Required action A: In the tribunal decision below, reproduce word for word the stretch from "35For the reasons" through "proposed by MedEar?".
Required action B: Condense the paragraph of the tribunal decision below that begins "The OCF-18 for the trial/demonstration" into a short list that keeps its goals and cost items.
Required action C: In the tribunal decision below, what does the respondent say should be deducted from the cost of the system if the system is found reasonable and necessary?

*** Opening of Page text ***

35For the reasons stated above, I find on a balance of probabilities the treatment plan for a Phonak Roger system to be reasonable and necessary.
Is the applicant entitled to a trial/demonstration of a Phonak Roger system proposed by MedEar?
36I find that the applicant has not demonstrated, on a balance of probabilities, that the treatment plan for a trial/demonstration of a Phonak Roger system is reasonable and necessary as a result of the accident.
37The applicant made submissions that the cost to trial the system prior to purchase, along with training on its use, amounts to $1,898.40. The applicant made further submissions that had the plan proposing the system been approved by the respondent at the outset, the cost to trial/demonstrate the system would have been deducted from the purchase cost.
38The respondent made submissions that the system itself is not reasonable and necessary and made further arguments that if the Tribunal were to find that the system itself is found to be reasonable and necessary, the amount of the trial/demonstration cost should be deducted from the cost of the system.
39The OCF-18 for the trial/demonstration of the Phonak Roger system lists the goals of the plan as follows: treat bilateral hearing loss and improve signal to background noise in challenging acoustic environments with a functional goal of a return to activities of normal living. The cost of the plan includes $200.00 for completing the OCF-18 form, $148.40 for mileage to travel to the applicant’s house to perform auditory rehabilitation, $400.00 towards provider travel time to the applicant’s house, $750.00 to demonstrate the system and trial the devices, and $400.00 for training on the devices, for a total of $1,898.40.

*** Close of Page text ***
*** Opening of Stored data ***

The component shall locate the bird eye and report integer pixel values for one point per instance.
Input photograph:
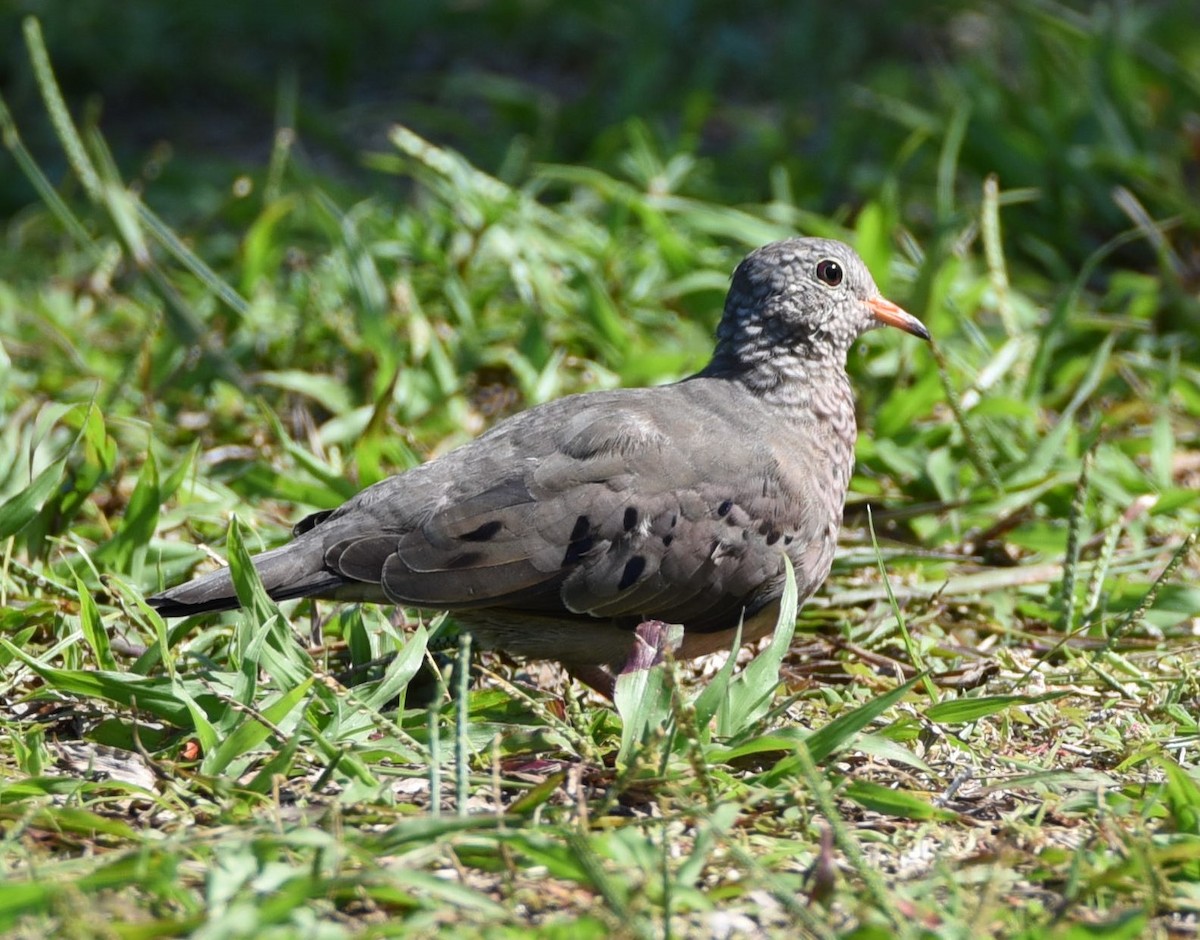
(829, 271)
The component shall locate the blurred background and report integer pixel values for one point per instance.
(835, 102)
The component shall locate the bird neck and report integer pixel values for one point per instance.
(786, 376)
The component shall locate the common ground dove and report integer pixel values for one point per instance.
(561, 530)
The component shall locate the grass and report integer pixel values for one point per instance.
(985, 723)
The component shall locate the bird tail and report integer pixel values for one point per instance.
(293, 570)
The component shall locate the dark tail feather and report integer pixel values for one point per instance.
(294, 570)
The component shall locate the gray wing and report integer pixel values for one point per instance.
(594, 508)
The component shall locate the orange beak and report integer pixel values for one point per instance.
(887, 312)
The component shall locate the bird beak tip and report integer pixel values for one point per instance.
(892, 315)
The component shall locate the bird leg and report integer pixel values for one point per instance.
(652, 640)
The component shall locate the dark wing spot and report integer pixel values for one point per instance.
(485, 532)
(634, 568)
(580, 543)
(465, 560)
(309, 522)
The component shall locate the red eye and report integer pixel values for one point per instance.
(829, 271)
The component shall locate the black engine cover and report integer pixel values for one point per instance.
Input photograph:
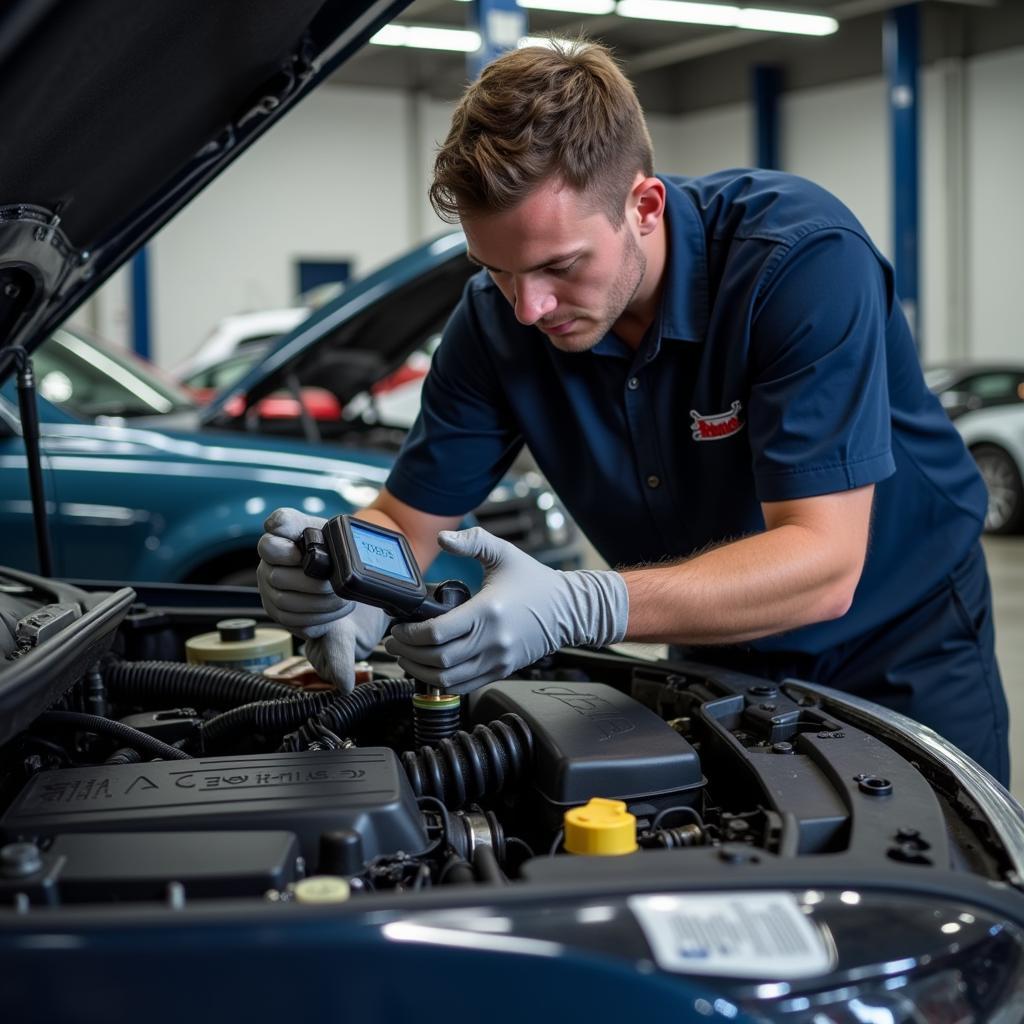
(591, 740)
(306, 794)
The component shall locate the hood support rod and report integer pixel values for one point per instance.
(33, 457)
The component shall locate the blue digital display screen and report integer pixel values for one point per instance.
(382, 553)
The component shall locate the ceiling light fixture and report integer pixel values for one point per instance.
(570, 6)
(756, 18)
(423, 37)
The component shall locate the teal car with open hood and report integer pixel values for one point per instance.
(605, 836)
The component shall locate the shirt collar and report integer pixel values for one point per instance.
(684, 298)
(682, 313)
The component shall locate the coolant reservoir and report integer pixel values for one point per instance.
(239, 643)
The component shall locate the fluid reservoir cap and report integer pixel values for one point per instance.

*** Close of Stored data ***

Task answer A:
35For the reasons stated above, I find on a balance of probabilities the treatment plan for a Phonak Roger system to be reasonable and necessary.
Is the applicant entitled to a trial/demonstration of a Phonak Roger system proposed by MedEar?

Task answer B:
- Goals: treat bilateral hearing loss and improve signal to background noise in challenging acoustic environments, with the functional goal of a return to activities of normal living.
- $200.00 for completing the OCF-18 form
- $148.40 for mileage to the applicant's house for auditory rehabilitation
- $400.00 for provider travel time to the applicant's house
- $750.00 to demonstrate the system and trial the devices
- $400.00 for training on the devices
- Total: $1,898.40

Task answer C: The amount of the trial/demonstration cost.